TASKS TO CARRY OUT |
[A] Quote the forum thread on stack-to-register code exactly, starting with "Moderators: None (Apply to moderate this forum)" and going on through "on an x86).".
[B] Find every line in the records that contains the string "glass" and copy each one. Matching is case-sensitive.

PROVIDED PASSAGE |
↓

New programming languages

Moderators: None (Apply to moderate this forum)
Number of threads: 113
Number of posts: 331

This Forum Only
Post New Thread
Single Post View       Linear View       Threaded View      f

Report
Papers on stack => register code Posted by Jonathan on 20 May 2005 at 7:18 AM
Hi,

If anyone has read or knows of any good papers on translating stack based code to register based code in a way that achieves good performance, I'd be interested to know of them. I'm particularly interested in cases where there are large numbers of registers (as I imagine there are games you can play when you have 20+ registers to play with that you can't do on the handful you have on an x86).

I know of the normal stack cache stuff, plus remembering if registers hold local variables and re-using those.

I've found plenty of stuff (though have yet to read it), but figured I may as well query the collected experience of the board.

Thanks,

Jonathan

###
for(74,117,115,116){$::a.=chr};(($_.='qwertyui')&&
(tr/yuiqwert/her anot/))for($::b);for($::c){$_.=$^X;
/(p.{2}l)/;$_=$1}$::b=~/(..)$/;print("$::a$::b $::c hack$1.");
Report
Re: Papers on stack => register code Posted by Alexandrescu on 9 Sept 2005 at 12:40 PM
This message was edited by Alexandrescu at 2005-9-9 12:40:44

As you might noticed already, I am the bad-news-guy: there is little (published)reasearch in that area.
Could it be because they underhestimate this kind of compilers - often thought as toys or some individual-level research...

↑

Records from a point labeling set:
↓

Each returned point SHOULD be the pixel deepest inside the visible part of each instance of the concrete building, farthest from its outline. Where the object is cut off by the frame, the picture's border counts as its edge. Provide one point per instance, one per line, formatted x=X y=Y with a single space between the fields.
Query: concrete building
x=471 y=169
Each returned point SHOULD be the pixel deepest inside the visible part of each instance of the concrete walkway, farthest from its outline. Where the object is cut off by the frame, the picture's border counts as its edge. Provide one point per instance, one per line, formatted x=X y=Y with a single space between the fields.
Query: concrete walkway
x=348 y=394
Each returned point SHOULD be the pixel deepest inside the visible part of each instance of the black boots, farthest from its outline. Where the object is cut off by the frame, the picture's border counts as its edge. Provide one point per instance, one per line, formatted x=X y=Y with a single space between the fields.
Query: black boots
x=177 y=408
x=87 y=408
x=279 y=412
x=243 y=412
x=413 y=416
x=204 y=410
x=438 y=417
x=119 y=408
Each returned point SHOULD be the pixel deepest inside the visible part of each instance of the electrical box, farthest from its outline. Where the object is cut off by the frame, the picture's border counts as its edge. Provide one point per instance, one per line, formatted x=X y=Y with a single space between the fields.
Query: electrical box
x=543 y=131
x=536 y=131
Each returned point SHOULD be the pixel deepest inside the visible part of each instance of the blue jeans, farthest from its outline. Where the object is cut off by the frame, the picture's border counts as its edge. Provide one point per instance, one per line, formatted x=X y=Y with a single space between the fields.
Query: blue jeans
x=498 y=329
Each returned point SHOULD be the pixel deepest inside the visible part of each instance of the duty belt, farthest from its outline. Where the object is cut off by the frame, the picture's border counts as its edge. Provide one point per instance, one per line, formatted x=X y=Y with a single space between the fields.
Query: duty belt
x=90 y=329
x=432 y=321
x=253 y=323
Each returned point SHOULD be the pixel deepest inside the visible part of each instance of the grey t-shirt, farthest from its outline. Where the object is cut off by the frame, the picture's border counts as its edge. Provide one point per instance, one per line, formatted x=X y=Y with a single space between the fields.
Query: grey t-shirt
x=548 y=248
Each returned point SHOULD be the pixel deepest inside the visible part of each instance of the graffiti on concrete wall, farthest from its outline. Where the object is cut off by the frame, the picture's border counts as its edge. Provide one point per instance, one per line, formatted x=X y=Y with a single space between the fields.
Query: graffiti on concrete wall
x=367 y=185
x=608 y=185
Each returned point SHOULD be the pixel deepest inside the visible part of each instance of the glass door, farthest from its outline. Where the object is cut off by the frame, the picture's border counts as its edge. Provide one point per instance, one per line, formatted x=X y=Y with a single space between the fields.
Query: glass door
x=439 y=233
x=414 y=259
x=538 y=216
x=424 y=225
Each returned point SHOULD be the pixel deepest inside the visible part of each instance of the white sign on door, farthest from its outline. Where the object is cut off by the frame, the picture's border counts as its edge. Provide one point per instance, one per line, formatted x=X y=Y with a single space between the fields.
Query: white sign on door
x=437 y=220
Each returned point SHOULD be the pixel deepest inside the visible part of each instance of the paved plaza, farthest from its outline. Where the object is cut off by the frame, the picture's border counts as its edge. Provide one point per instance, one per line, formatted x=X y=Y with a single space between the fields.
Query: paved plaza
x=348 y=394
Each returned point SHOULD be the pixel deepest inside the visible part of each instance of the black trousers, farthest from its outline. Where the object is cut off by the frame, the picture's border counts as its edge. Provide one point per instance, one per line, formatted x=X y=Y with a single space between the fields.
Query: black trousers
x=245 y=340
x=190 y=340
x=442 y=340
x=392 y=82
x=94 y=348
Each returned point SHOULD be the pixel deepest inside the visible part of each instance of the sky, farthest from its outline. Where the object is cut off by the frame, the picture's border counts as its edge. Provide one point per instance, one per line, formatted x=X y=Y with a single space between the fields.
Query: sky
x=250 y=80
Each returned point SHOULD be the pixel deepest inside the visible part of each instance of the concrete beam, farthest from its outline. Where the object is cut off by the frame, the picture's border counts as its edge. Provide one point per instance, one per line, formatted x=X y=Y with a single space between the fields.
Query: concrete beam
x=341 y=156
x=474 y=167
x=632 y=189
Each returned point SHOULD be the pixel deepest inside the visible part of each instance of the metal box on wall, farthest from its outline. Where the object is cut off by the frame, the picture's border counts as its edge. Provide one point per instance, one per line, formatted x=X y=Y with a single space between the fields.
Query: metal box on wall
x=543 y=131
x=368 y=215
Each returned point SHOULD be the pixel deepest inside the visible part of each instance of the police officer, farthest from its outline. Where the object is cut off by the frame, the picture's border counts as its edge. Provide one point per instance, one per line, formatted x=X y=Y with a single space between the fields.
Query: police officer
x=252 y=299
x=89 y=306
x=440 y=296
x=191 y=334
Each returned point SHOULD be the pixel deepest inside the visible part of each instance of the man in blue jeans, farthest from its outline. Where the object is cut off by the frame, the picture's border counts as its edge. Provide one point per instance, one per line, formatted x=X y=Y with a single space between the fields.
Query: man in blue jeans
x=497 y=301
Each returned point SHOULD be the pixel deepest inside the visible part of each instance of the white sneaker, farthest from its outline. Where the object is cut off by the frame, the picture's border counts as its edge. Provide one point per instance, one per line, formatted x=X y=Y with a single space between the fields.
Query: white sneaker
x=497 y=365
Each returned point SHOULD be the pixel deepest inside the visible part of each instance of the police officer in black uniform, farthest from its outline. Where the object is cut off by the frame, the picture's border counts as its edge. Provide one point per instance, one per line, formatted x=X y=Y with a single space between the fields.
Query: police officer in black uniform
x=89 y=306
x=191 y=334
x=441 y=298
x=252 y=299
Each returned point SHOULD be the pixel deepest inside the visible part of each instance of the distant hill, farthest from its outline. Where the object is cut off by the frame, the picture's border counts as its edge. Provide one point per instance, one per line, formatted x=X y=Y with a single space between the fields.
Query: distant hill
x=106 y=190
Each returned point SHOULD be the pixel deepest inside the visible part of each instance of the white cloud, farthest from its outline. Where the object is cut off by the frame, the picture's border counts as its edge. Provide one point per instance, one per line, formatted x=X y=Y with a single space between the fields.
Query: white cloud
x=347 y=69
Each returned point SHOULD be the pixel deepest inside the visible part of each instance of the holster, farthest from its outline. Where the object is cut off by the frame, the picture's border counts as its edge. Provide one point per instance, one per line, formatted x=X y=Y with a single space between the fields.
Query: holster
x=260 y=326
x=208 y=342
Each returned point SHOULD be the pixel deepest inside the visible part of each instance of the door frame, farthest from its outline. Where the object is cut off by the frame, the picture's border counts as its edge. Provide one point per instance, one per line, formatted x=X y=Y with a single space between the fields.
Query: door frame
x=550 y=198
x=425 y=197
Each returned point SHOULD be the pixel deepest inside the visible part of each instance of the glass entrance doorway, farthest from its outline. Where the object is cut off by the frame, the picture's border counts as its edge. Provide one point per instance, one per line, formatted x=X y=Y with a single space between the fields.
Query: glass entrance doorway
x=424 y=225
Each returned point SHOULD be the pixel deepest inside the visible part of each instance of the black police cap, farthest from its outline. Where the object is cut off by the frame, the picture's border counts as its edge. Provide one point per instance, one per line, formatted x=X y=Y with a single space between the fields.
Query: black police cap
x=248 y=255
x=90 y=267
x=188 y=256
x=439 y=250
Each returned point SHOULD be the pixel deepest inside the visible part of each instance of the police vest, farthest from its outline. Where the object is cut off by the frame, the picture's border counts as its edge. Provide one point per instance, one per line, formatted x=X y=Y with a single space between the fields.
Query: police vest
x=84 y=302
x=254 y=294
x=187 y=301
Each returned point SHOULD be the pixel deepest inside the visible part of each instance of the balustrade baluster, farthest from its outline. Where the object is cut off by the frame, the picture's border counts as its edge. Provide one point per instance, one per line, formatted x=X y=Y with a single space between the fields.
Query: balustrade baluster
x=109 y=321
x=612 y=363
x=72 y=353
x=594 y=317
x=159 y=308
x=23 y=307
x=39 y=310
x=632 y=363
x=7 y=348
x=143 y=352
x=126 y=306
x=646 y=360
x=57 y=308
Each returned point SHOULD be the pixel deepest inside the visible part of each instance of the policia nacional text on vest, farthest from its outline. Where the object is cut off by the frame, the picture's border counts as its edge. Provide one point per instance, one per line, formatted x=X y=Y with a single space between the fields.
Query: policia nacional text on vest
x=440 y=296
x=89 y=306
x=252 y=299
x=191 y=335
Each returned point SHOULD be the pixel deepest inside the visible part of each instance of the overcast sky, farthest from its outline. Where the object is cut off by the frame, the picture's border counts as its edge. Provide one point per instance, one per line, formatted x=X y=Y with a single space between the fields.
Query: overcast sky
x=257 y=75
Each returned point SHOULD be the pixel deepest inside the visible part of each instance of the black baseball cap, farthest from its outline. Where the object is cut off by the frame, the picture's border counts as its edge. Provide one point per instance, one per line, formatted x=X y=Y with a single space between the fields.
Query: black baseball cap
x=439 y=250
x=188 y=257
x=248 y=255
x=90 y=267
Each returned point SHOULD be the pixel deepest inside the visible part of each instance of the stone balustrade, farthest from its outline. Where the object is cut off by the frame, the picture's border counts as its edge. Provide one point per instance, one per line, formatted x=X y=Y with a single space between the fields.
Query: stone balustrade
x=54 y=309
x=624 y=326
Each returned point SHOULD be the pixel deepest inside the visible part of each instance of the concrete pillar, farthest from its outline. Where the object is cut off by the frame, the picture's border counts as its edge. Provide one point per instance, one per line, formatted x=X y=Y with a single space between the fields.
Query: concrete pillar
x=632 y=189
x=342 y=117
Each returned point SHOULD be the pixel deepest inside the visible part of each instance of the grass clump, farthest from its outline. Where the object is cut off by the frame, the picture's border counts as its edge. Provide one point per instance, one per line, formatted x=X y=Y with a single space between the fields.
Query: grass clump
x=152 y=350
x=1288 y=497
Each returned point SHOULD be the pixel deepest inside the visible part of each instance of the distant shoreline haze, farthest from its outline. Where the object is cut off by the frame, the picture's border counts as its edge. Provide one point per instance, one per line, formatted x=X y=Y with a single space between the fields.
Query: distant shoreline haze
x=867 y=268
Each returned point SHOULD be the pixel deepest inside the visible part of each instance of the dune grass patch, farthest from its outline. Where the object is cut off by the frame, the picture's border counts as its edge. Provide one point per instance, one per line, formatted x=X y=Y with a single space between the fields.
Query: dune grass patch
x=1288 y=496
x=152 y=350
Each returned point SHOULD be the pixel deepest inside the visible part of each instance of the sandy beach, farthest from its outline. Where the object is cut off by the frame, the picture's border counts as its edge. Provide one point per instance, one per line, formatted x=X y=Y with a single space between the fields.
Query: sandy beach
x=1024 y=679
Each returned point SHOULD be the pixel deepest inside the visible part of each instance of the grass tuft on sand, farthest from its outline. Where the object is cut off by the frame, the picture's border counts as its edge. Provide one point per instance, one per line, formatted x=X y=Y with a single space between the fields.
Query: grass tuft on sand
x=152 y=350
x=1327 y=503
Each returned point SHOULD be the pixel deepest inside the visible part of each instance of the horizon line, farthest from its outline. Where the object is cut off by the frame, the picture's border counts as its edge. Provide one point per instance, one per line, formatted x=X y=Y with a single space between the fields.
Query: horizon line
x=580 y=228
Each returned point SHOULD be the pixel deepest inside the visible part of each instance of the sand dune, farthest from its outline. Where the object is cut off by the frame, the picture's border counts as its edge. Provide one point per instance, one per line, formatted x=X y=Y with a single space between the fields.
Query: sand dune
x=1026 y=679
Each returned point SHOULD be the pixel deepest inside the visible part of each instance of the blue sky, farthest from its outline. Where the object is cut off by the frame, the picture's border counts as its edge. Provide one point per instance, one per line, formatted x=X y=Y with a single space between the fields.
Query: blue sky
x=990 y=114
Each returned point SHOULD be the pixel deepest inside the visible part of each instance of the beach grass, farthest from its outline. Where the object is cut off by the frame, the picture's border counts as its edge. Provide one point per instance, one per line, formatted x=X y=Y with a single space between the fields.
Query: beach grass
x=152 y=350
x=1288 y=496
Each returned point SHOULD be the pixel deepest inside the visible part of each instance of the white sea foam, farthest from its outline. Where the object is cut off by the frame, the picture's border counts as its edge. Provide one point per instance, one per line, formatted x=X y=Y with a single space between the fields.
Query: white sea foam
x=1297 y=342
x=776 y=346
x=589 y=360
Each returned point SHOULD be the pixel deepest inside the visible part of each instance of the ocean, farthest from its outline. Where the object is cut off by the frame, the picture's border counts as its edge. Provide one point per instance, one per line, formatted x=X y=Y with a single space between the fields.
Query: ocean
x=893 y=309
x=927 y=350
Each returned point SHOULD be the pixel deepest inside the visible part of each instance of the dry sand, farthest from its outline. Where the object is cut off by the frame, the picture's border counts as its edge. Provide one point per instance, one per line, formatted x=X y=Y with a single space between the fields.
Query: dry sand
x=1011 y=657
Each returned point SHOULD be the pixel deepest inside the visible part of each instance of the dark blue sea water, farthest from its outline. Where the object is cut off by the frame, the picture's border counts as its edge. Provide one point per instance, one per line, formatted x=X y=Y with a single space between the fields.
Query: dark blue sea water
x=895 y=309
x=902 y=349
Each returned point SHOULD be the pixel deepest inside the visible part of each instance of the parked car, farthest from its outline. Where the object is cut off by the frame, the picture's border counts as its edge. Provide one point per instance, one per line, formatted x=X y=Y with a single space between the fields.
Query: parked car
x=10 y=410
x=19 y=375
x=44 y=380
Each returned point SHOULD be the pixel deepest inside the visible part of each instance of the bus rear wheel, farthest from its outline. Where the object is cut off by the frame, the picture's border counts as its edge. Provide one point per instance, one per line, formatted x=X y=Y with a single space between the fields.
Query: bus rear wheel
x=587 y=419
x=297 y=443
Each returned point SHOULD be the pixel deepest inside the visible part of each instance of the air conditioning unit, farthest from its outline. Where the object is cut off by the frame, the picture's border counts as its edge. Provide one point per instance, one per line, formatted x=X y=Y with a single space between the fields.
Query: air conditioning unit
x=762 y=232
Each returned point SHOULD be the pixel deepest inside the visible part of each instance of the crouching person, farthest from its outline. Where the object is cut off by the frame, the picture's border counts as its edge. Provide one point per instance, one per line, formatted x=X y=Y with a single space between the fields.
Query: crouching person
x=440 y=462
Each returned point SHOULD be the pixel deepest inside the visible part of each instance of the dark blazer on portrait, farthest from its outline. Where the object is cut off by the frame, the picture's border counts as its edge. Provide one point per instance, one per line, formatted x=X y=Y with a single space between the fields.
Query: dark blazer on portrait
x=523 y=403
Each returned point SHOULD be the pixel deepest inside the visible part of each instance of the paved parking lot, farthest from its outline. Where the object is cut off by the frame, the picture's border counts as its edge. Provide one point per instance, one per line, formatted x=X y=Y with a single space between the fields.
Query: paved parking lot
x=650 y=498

↑

TASK RESPONSES |
[A]
Moderators: None (Apply to moderate this forum)
Number of threads: 113
Number of posts: 331

This Forum Only
Post New Thread
Single Post View       Linear View       Threaded View      f

Report
Papers on stack => register code Posted by Jonathan on 20 May 2005 at 7:18 AM
Hi,

If anyone has read or knows of any good papers on translating stack based code to register based code in a way that achieves good performance, I'd be interested to know of them. I'm particularly interested in cases where there are large numbers of registers (as I imagine there are games you can play when you have 20+ registers to play with that you can't do on the handful you have on an x86).

[B]
Each returned point SHOULD be the pixel deepest inside the visible part of each instance of the glass door, farthest from its outline. Where the object is cut off by the frame, the picture's border counts as its edge. Provide one point per instance, one per line, formatted x=X y=Y with a single space between the fields.
Query: glass door
Each returned point SHOULD be the pixel deepest inside the visible part of each instance of the glass entrance doorway, farthest from its outline. Where the object is cut off by the frame, the picture's border counts as its edge. Provide one point per instance, one per line, formatted x=X y=Y with a single space between the fields.
Query: glass entrance doorway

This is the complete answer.